### [Stored data]
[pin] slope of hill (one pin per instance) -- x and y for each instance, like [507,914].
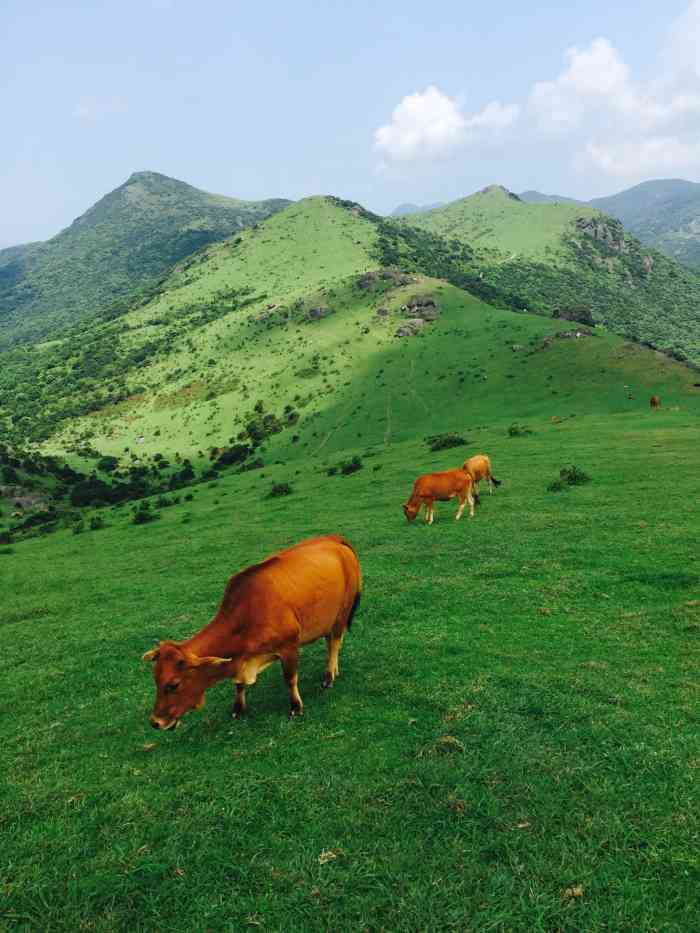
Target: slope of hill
[495,218]
[536,197]
[663,213]
[552,257]
[285,341]
[403,210]
[125,241]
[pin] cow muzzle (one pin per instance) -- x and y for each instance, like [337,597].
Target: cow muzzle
[164,724]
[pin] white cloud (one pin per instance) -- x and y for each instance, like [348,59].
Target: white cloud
[91,108]
[494,116]
[429,125]
[596,116]
[621,126]
[657,155]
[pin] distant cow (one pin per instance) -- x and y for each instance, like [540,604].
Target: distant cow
[440,487]
[268,611]
[479,467]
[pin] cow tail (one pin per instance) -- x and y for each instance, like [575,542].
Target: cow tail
[355,604]
[358,594]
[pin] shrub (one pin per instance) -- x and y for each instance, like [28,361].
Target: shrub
[445,441]
[143,516]
[568,476]
[518,430]
[573,476]
[280,489]
[351,466]
[107,464]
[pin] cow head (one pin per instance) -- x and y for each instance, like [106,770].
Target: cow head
[181,678]
[410,511]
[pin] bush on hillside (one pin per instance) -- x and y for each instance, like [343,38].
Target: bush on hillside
[280,489]
[107,464]
[518,430]
[445,441]
[573,476]
[568,476]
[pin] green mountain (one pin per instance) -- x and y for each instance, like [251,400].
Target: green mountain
[403,210]
[664,214]
[123,243]
[319,330]
[536,197]
[554,257]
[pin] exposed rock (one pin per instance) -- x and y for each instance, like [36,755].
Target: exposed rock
[367,280]
[579,313]
[410,327]
[315,314]
[605,230]
[566,335]
[424,307]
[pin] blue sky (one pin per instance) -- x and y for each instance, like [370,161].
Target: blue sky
[381,102]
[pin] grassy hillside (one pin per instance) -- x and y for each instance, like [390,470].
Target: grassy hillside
[125,241]
[536,197]
[282,322]
[495,219]
[513,739]
[554,257]
[512,743]
[664,214]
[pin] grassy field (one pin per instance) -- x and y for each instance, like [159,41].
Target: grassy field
[494,219]
[513,744]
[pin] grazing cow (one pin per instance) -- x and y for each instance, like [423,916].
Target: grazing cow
[450,484]
[294,597]
[479,467]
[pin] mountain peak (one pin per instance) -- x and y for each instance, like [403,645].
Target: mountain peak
[500,190]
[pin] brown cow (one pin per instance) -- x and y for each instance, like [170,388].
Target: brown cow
[450,484]
[269,610]
[479,467]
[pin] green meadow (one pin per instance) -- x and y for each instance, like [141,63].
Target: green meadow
[514,742]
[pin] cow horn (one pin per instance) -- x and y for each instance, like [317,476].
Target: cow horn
[197,662]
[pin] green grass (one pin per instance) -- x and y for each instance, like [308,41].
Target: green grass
[542,258]
[517,714]
[363,385]
[129,238]
[493,219]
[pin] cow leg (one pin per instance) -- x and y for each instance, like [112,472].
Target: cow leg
[240,707]
[290,668]
[333,643]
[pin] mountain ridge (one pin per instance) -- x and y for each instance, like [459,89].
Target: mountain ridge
[128,238]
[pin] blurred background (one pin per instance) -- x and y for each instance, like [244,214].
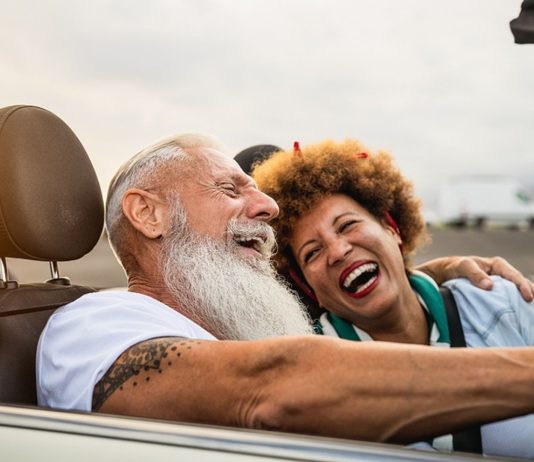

### [What you have to do]
Pictures are not part of the copy; transcribe the rest of the data verbatim.

### [Response to this task]
[pin] slope of hill (one pin per instance) -- x and y for each instance, like [507,914].
Target: slope of hill
[495,218]
[536,197]
[663,213]
[552,257]
[285,341]
[403,210]
[125,241]
[pin] cow muzzle (one pin per instance) -- x and y for each instance, like [337,597].
Target: cow muzzle
[164,724]
[pin] white cloud (one pin per instance) -- x and y for each instance, like [348,59].
Target: white cloud
[91,108]
[494,116]
[429,125]
[596,116]
[621,126]
[657,155]
[pin] distant cow (one pin per instance) -- x and y for each instance, like [540,604].
Target: distant cow
[440,487]
[268,611]
[479,467]
[pin] cow tail (one pin per instance) -- x and y for each instance, like [575,542].
Target: cow tail
[355,604]
[358,594]
[pin] shrub (one pin per instance) -- x and y for each instance, like [28,361].
Target: shrub
[445,441]
[143,516]
[568,476]
[518,430]
[573,476]
[280,489]
[351,466]
[107,464]
[pin] cow head (one pin per instance) -- x and y for each instance, like [106,770].
Target: cow head
[181,678]
[410,511]
[pin] bush on hillside (one pin per instance) -- x and y for each instance, like [343,38].
Target: bush on hillside
[280,489]
[107,464]
[518,430]
[445,441]
[573,476]
[568,476]
[pin] green mountain (one pin per instance) -- x and y for each instance, like [251,400].
Target: green mountain
[403,210]
[664,214]
[123,243]
[319,330]
[536,197]
[554,257]
[pin] exposed rock (one pin per instance) -- x and y for each instance, like [36,755].
Target: exposed rock
[367,280]
[579,313]
[410,327]
[315,314]
[605,230]
[566,335]
[424,307]
[pin] blue sky (one pin per instance) -- x and y for each instance, like [370,161].
Target: blue sky
[381,102]
[pin] grassy hillside (one pin per instance) -- x and y for each instance, like [390,470].
Target: grassy hillside
[125,241]
[536,197]
[282,322]
[495,219]
[513,739]
[554,257]
[512,743]
[664,214]
[pin] grassy field (one pin per instance) -- x and y for each instance, like [159,41].
Target: grassy field
[494,219]
[513,744]
[pin] grazing cow (one pin per instance) -- x and y for each instance, like [423,916].
Target: grazing cow
[450,484]
[294,597]
[479,467]
[pin] mountain peak (one pin per instance) -- x and y for each instance, like [403,645].
Target: mountain peak
[500,190]
[pin] brown cow (one pin per instance) -- x and y for each instance, like [170,388].
Target: brown cow
[450,484]
[269,610]
[479,467]
[pin] green meadow (one pin per instance) -- x and y for each instance, like [141,63].
Target: green meadow
[514,742]
[pin] cow horn (one pin per instance) -- x and y for each instance, like [317,476].
Target: cow horn
[197,662]
[pin] green grass (one pin per instance) -- x and y for each instance, like [308,41].
Target: green grass
[542,258]
[517,714]
[363,385]
[129,238]
[493,219]
[pin] cow leg (one pin per instance) -- x and y for each instance, like [112,472].
Target: cow leg
[240,707]
[290,668]
[333,643]
[pin] mountain ridge (one pin per instance) -- x and y for each instance, like [459,89].
Target: mountain ridge
[128,238]
[pin] blurred background (one pin per instance) -- x and y for each instance, like [244,214].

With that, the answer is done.